### Description of the task
Quote the data below word for word, from its first line through the line that contains "column 281, row 60", including both.
>> Begin
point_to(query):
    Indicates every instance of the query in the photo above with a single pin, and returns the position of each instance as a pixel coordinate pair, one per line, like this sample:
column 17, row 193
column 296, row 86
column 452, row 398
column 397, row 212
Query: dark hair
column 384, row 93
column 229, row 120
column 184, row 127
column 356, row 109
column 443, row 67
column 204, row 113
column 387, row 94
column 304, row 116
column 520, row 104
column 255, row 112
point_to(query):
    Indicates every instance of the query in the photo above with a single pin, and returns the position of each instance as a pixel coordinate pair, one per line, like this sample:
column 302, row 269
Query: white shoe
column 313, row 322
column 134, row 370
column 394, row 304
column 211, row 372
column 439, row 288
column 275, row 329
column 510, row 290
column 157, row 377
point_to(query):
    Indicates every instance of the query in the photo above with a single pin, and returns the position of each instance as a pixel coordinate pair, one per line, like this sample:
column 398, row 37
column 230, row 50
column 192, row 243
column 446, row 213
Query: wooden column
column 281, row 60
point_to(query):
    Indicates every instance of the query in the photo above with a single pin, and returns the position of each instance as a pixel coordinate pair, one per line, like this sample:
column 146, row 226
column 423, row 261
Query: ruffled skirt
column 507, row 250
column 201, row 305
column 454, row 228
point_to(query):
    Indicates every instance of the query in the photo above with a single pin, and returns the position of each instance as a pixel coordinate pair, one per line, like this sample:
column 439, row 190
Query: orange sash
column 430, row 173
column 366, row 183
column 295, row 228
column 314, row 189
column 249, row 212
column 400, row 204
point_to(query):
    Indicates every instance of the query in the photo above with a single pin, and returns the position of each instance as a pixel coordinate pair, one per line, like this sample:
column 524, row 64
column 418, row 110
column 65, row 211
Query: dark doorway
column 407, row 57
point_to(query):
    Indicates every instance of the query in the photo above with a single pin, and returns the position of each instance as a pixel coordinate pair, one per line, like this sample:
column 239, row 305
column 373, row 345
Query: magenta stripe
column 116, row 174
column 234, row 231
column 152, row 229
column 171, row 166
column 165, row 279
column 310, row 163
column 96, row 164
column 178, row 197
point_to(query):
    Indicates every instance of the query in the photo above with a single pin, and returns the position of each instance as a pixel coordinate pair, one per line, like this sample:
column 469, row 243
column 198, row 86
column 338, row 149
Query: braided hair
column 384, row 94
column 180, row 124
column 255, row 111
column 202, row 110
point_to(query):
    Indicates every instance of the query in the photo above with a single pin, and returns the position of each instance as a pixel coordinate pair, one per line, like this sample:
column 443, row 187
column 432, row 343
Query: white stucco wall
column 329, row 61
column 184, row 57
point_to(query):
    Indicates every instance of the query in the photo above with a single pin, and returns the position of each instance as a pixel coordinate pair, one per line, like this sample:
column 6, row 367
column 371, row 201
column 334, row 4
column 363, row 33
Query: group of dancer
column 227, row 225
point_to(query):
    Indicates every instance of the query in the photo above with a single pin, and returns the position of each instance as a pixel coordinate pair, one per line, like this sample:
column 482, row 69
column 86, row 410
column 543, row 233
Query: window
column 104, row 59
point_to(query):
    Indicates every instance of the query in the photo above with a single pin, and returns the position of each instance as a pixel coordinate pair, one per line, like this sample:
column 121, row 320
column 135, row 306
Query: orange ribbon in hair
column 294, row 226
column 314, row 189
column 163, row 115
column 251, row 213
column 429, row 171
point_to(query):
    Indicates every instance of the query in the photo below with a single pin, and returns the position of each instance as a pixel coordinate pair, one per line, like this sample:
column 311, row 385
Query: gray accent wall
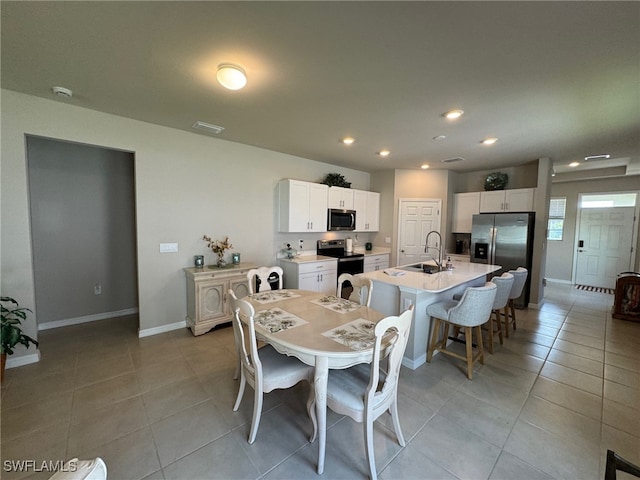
column 82, row 206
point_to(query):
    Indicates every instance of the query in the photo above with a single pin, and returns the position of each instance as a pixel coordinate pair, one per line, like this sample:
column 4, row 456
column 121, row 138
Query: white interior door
column 604, row 245
column 417, row 219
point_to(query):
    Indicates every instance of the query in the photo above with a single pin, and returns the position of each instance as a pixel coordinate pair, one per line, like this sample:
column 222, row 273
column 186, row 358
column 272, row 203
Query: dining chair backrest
column 379, row 397
column 258, row 278
column 362, row 288
column 245, row 336
column 504, row 284
column 520, row 278
column 474, row 308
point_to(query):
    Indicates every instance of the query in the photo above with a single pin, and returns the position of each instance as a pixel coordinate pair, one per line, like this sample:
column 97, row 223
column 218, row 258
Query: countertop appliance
column 338, row 219
column 504, row 239
column 348, row 262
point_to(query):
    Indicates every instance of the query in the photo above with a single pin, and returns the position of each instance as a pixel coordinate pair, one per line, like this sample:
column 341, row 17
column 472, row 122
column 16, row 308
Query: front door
column 417, row 219
column 604, row 245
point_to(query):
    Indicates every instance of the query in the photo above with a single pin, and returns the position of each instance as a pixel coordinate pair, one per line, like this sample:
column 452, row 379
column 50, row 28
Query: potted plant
column 11, row 330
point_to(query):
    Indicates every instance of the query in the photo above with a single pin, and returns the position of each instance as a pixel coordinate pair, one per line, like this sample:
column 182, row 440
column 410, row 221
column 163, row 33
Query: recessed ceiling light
column 597, row 157
column 453, row 114
column 62, row 92
column 231, row 76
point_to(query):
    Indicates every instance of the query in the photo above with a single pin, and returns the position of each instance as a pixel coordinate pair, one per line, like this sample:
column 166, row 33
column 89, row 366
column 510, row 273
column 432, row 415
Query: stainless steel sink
column 422, row 267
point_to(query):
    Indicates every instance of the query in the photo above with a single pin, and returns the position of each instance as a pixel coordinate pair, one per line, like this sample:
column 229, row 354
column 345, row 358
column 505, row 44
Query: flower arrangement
column 219, row 248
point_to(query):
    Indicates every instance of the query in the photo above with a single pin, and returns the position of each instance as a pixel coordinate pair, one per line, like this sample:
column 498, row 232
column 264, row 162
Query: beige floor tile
column 107, row 392
column 569, row 397
column 132, row 456
column 574, row 378
column 622, row 376
column 187, row 431
column 221, row 459
column 552, row 455
column 456, row 449
column 106, row 424
column 575, row 362
column 622, row 417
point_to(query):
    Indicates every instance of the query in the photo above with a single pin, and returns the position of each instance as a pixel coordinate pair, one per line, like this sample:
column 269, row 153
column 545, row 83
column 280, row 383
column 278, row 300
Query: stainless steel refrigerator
column 504, row 239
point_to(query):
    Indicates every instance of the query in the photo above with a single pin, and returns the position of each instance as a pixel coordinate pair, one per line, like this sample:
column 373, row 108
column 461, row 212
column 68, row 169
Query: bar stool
column 472, row 311
column 504, row 284
column 520, row 278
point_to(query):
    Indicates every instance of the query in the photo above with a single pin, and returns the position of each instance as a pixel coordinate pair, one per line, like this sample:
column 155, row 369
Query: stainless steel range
column 348, row 262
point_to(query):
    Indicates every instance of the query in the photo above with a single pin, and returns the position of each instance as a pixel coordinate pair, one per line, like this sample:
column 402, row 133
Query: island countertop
column 462, row 272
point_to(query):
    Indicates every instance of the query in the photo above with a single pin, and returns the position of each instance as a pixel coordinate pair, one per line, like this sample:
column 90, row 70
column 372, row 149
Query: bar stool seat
column 472, row 311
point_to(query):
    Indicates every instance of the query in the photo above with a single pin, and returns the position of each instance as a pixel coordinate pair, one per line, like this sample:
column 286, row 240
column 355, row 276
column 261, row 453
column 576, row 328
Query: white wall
column 187, row 185
column 561, row 253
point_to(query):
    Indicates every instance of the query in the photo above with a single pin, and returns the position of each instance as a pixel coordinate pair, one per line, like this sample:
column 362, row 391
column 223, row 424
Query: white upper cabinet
column 465, row 206
column 367, row 207
column 516, row 200
column 340, row 197
column 303, row 206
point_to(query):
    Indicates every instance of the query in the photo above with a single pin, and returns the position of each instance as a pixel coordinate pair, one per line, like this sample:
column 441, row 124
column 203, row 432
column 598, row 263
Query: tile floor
column 563, row 388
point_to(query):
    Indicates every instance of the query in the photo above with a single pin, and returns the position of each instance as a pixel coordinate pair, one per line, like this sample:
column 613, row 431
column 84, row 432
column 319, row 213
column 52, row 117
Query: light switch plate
column 168, row 247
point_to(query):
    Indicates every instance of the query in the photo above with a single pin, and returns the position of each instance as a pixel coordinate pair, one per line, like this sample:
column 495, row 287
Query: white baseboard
column 557, row 280
column 22, row 360
column 88, row 318
column 147, row 332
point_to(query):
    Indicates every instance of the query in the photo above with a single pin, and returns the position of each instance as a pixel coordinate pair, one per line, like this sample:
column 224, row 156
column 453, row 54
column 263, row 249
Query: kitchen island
column 395, row 289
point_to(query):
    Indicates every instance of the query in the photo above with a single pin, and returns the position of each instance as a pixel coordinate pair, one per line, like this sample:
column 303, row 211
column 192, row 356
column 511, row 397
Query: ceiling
column 548, row 79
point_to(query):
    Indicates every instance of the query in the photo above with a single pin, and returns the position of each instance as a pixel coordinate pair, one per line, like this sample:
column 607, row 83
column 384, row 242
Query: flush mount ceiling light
column 453, row 114
column 62, row 92
column 207, row 127
column 231, row 76
column 597, row 157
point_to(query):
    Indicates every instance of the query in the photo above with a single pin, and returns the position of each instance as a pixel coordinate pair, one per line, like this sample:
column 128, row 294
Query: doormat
column 587, row 288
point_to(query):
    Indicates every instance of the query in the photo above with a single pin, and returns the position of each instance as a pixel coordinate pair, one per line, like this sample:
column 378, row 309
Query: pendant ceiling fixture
column 231, row 76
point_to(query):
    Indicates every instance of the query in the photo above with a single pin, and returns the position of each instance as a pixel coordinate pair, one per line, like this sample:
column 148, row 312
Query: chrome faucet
column 438, row 248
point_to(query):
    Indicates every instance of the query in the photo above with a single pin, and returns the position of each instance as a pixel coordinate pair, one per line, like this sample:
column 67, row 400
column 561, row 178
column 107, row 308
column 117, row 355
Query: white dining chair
column 262, row 275
column 520, row 275
column 264, row 369
column 472, row 311
column 365, row 392
column 361, row 288
column 503, row 290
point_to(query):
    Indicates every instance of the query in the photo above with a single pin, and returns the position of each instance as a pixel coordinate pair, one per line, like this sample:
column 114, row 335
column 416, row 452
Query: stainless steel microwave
>> End
### Task result
point_to(query):
    Indicates every instance of the query in the photo above with a single pin, and returns the position of each instance as a pixel coordinate pair, one per line, like this sample:
column 17, row 193
column 296, row 86
column 452, row 398
column 397, row 212
Query: dark hair
column 384, row 93
column 229, row 120
column 184, row 127
column 356, row 109
column 443, row 67
column 204, row 113
column 387, row 94
column 304, row 116
column 520, row 104
column 255, row 112
point_to(query):
    Indicates every instance of the query in the photo above with a single pin, and returns the position of each instance as a pixel coordinate pair, one per line, like this sample:
column 302, row 269
Query: white shoe
column 313, row 322
column 134, row 370
column 394, row 304
column 211, row 372
column 439, row 288
column 275, row 329
column 510, row 290
column 157, row 377
point_to(query):
    Indicates every instance of the query in the photo above with a single pin, and returns the position of each instance as a pixel coordinate pair, one per line, like this sample:
column 398, row 37
column 230, row 50
column 192, row 243
column 446, row 213
Query: wooden column
column 281, row 60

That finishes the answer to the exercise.